Uno degli scatti più noti e rappresentativi della serie è sicuramente Ribellious silence.
Da un fondo chiaro prende rilievo il volto della protagonista velato parzialmente dal chador: l’artista imbraccia un fucile che divide simmetricamente la fotografia e che le si poggia sulle labbra, a imporre un silenzio forzato e minaccioso. Tuttavia, il viso è riempito da una scrittura tracciata a mano sul foglio.
Rimango per sempre ispirata dalle poetesse iraniane, Forough Farokhzad, Tahereh Saffarzadeh, Simin Behnahani, Minorou Ravnipour e molte altre, le cui parole inscritte su queste immagini hanno dato significati speciali al mio lavoro
Shirin Neshat, pagina di ringraziamenti, Women of Allah
Le parole tracciate sono in lingue persiana e sono tratte da una lirica di Saffarzadeh del 1980 intitolata Allegiance with Wakefulness.

* _Dati estratti_
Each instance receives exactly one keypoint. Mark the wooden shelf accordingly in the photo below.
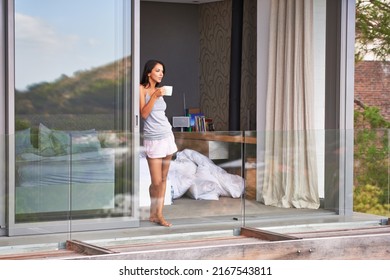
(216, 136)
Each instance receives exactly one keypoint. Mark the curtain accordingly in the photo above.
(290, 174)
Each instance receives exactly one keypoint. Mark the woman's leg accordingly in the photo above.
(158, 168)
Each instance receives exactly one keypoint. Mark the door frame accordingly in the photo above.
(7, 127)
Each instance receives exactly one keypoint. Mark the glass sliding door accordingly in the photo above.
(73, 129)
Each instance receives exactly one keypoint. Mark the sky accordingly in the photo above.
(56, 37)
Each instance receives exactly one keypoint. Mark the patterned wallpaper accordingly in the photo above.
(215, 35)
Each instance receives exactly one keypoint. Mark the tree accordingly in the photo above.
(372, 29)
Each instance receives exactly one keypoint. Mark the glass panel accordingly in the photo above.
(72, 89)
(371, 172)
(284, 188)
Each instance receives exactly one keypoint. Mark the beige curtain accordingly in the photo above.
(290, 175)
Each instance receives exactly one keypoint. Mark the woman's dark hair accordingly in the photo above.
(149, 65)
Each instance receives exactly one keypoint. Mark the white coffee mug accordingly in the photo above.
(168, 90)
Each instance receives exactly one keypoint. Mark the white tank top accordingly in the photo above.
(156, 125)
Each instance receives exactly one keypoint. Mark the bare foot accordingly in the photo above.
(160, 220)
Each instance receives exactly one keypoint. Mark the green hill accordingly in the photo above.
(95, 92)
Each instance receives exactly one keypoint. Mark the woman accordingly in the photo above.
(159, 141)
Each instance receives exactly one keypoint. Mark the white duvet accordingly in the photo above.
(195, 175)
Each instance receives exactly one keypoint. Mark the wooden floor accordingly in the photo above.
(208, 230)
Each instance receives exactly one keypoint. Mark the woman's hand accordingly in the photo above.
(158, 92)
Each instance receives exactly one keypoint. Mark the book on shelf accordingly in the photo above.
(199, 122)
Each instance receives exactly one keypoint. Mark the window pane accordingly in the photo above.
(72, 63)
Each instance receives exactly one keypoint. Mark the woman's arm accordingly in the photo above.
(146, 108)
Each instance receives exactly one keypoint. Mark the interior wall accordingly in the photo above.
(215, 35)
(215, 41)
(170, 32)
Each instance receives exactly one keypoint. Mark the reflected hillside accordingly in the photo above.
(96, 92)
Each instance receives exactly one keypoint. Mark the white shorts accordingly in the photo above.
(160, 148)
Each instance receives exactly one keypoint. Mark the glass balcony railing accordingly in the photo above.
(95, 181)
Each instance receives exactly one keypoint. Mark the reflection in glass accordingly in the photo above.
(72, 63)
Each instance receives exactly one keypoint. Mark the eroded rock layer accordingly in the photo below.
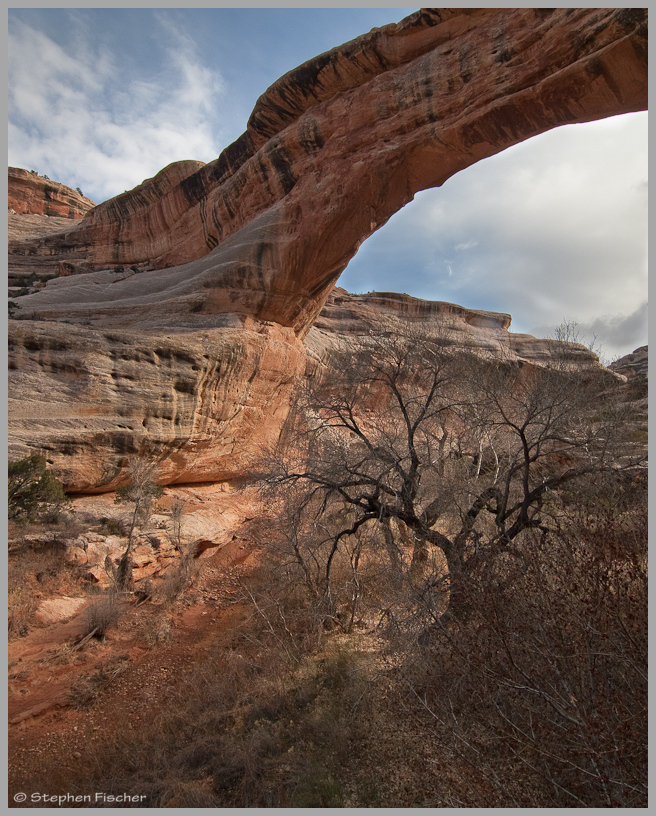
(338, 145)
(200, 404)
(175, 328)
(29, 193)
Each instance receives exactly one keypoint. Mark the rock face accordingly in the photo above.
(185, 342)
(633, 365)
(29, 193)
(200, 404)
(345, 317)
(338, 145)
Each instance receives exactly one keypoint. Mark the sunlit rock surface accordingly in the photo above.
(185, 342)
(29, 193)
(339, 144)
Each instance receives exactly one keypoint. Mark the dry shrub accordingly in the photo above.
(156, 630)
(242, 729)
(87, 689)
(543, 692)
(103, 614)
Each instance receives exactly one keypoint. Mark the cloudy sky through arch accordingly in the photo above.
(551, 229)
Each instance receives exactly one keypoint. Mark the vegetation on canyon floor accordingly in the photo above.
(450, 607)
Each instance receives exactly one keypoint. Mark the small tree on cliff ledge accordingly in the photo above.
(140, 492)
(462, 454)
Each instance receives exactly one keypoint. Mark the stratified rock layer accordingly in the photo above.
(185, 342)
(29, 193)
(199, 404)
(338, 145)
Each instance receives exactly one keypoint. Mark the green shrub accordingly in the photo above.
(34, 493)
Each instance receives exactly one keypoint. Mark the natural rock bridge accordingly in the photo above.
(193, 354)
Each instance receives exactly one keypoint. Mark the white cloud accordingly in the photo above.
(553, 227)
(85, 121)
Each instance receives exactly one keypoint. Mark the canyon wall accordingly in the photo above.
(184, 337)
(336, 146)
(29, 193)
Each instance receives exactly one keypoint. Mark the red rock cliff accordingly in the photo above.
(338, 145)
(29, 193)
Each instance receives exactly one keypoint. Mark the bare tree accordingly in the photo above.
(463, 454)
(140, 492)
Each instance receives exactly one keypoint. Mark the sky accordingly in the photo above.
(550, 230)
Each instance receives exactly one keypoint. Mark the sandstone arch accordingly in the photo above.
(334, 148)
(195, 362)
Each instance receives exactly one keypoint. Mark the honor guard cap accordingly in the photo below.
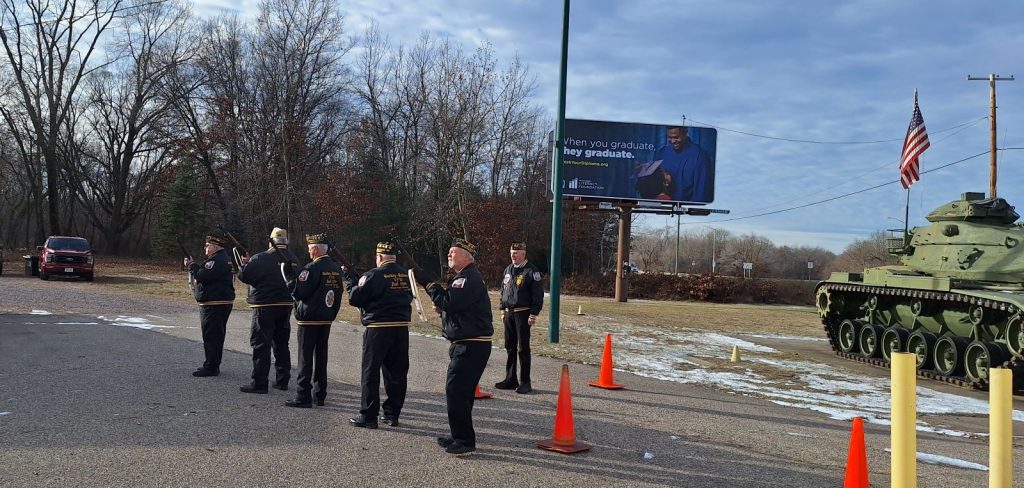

---

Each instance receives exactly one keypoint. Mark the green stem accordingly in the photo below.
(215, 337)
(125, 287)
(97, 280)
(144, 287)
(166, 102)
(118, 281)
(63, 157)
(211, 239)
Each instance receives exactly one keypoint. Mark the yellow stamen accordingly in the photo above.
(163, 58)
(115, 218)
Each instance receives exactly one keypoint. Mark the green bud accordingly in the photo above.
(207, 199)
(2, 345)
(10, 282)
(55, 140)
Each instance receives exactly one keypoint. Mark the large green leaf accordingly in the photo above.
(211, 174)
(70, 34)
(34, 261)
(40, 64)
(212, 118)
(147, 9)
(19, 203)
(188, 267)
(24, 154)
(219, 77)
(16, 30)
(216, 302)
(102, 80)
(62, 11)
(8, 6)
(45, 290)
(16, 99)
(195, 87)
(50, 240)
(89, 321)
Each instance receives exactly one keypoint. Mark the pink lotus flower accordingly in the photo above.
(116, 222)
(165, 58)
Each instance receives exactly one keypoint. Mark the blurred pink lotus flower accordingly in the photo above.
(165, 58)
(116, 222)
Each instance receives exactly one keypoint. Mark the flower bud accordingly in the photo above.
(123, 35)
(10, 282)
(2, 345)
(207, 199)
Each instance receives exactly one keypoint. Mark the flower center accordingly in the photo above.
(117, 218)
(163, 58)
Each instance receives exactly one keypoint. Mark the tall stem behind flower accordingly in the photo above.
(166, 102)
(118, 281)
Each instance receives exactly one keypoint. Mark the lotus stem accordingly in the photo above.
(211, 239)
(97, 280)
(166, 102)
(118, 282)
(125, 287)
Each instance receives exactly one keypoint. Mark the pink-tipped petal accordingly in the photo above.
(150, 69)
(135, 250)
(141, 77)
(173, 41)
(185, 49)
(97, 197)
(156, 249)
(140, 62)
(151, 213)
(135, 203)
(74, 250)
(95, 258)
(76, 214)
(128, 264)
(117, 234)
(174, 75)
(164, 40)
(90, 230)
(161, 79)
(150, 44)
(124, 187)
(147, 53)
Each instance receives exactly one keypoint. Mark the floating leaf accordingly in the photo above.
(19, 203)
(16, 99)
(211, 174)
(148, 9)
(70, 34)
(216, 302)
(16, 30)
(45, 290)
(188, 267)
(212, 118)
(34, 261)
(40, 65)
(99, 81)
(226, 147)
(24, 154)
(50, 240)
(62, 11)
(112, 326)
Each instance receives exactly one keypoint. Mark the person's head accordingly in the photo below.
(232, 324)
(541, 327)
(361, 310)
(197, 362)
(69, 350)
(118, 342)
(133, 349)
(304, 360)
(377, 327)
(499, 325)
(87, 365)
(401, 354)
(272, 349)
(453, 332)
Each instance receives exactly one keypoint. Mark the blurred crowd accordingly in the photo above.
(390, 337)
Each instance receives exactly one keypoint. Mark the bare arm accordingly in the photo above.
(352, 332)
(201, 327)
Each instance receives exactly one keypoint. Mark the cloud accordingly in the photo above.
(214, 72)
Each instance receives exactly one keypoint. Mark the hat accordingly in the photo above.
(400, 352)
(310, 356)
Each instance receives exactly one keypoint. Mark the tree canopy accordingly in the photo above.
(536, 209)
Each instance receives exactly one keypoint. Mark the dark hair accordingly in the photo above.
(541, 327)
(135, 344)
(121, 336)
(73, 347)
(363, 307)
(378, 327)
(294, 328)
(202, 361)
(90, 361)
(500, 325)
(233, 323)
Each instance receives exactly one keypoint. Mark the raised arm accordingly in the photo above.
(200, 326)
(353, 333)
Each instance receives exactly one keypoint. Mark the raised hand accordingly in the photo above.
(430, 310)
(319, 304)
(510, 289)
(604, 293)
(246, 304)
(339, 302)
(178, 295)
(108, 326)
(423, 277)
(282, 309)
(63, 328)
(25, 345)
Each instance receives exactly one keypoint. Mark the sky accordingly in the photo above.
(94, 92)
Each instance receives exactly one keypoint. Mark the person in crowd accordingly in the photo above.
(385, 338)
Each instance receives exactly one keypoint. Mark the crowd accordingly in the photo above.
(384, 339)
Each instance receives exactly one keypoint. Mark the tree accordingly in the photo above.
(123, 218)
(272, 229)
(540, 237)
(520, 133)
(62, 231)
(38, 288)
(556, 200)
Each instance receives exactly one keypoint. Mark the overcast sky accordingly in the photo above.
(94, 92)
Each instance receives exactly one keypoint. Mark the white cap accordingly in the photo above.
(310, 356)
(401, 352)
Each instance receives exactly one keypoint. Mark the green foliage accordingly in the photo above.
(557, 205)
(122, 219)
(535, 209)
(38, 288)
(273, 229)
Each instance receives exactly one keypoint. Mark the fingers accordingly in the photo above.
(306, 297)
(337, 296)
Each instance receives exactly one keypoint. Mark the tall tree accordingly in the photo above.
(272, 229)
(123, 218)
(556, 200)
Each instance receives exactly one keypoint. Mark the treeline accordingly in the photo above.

* _Esercizio_
Nel testo su Shirin Neshat, riscrivi il passo che si apre con le parole contenenti "Uno degli scatti" e si chiude con "Allegiance with Wakefulness.", chiamando "velo" ciò che vi è chiamato "chador".

* _Risposta finale_
Uno degli scatti più noti e rappresentativi della serie è sicuramente Ribellious silence.
Da un fondo chiaro prende rilievo il volto della protagonista velato parzialmente dal velo: l’artista imbraccia un fucile che divide simmetricamente la fotografia e che le si poggia sulle labbra, a imporre un silenzio forzato e minaccioso. Tuttavia, il viso è riempito da una scrittura tracciata a mano sul foglio.
Rimango per sempre ispirata dalle poetesse iraniane, Forough Farokhzad, Tahereh Saffarzadeh, Simin Behnahani, Minorou Ravnipour e molte altre, le cui parole inscritte su queste immagini hanno dato significati speciali al mio lavoro
Shirin Neshat, pagina di ringraziamenti, Women of Allah
Le parole tracciate sono in lingue persiana e sono tratte da una lirica di Saffarzadeh del 1980 intitolata Allegiance with Wakefulness.